**ПОСТАВЛЕННАЯ ЗАДАЧА A**
Ответьте по текстовому фрагменту на три вопроса.
(i) Какую роль исполнял Николай Боголюбов в фильме «Случай на шахте № 8»?
(ii) Сколько камер было в аппаратуре для многокамерной съемки, которую освоил Басов?
(iii) На какой картине Илья Миньковецкий впервые работал с Басовым?
**ПОСТАВЛЕННАЯ ЗАДАЧА B**
Перепишите из текстового фрагмента отрывок без изменений. Он должен начинаться словами «Илья Миньковецкий, друг» и продолжаться вплоть до слов «как правило, простаивали.» включительно.

**ТЕКСТОВЫЙ ФРАГМЕНТ**
**********
А Николаю Боголюбову, исполнителю второй главной роли в фильме "Случай на шахте № 8" – директора шахты Краева, Басов, как говорят, внушил, что Краев – едва ли не самый главный положительный персонаж в картине, человек исключительного душевного благородства и чести. И актеру удалось избавиться от однобокости изображения Краева – ведь тот в непогрешимость своих взглядов и методов работы верил искренне и действовал из лучших побуждений. И на экране появился не просто отрицательный герой, визави положительного Володи Батанина, а сильная и неординарная личность.
Авторитетный хозяйственный деятель с большими заслугами и славным прошлым и – властный руководитель, "хозяин города". Настоящий организатор, волевой человек, способный собраться в трудную минуту и своей решительностью увлекать за собой людей, и – организатор штурмовщины и фактический виновник происшедшей аварии, стремящийся во имя "славы" комбината скрыть случившееся на шахте. Прекрасный семьянин, любящий и нежный отец и – циник, проявляющий глубочайшее равнодушие к человеческой судьбе. Образ Краева не стал очередным кинопортретом в галерее сатирических изображений бюрократов – он, как отмечала критика тех лет, "не бездарность. Это достаточно значительная, по-своему творческая личность. Он полон энергии и желания великих свершений на благо общества".
Басов первым в стране освоил пришедшую в начале 70-х годов из Германии техническую новинку – аппаратуру для съемки многокамерным способом: три камеры, установленные в разных углах павильона, были закоммутированы между собой на общем монтажном пульте и позволяли видеть объект съемки сразу с нескольких точек и вести черновой монтаж отснятого материала практически по ходу работы. Сегодня этим приемом уже никого не удивишь – именно так работает телевидение, но в те годы Басов был первопроходцем и, пожалуй, единственный оказался по-настоящему готовым к работе на современной съемочной технике.
Илья Миньковецкий, друг и оператор, с которым Басов снял много фильмов, рассказывал:
"Впервые я работал с ним на картине "Опасный поворот". Мы опробовали многокамерную систему съемки фирмы "Электрониккем", которую до этого на "Мосфильм" закупили после одной из выставок кино– и фотооборудования в Германии. Басов первым снимал фильм на этой аппаратуре. Потом уже работать на ней пробовал Желакявичюс в "Чисто английском убийстве" и Рязанов – на съемках "Гаража". Но у них не получилось добиться того эффекта, которого достиг Басов, и камеры, как правило, простаивали.
**********
**ИСХОДНЫЕ МАТЕРИАЛЫ**
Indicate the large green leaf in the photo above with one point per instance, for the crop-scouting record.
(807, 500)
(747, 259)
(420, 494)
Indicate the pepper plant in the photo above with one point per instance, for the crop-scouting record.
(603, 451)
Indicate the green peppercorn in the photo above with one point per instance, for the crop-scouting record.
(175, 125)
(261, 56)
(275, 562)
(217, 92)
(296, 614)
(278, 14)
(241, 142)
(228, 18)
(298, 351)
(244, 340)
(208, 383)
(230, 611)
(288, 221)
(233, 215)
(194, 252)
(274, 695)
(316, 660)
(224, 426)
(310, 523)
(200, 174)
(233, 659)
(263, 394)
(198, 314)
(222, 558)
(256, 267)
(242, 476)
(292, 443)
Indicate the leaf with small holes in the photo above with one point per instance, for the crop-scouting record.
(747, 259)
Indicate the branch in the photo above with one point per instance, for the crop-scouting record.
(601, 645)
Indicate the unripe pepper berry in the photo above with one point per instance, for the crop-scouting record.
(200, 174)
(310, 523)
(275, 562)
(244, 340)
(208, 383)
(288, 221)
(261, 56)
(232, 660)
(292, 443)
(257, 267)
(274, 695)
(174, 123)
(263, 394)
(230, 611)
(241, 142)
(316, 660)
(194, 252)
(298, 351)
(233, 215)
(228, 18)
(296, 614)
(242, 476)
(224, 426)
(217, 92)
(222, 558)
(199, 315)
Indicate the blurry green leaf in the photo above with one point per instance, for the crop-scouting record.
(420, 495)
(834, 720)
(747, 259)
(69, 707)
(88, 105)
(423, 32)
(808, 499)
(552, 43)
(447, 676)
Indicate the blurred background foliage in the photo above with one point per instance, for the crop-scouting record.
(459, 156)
**********
**ВЕРНЫЙ РЕЗУЛЬТАТ A**
(i) Роль директора шахты Краева.
(ii) Три камеры.
(iii) На картине «Опасный поворот».

**ВЕРНЫЙ РЕЗУЛЬТАТ B**
Илья Миньковецкий, друг и оператор, с которым Басов снял много фильмов, рассказывал:
"Впервые я работал с ним на картине "Опасный поворот". Мы опробовали многокамерную систему съемки фирмы "Электрониккем", которую до этого на "Мосфильм" закупили после одной из выставок кино– и фотооборудования в Германии. Басов первым снимал фильм на этой аппаратуре. Потом уже работать на ней пробовал Желакявичюс в "Чисто английском убийстве" и Рязанов – на съемках "Гаража". Но у них не получилось добиться того эффекта, которого достиг Басов, и камеры, как правило, простаивали.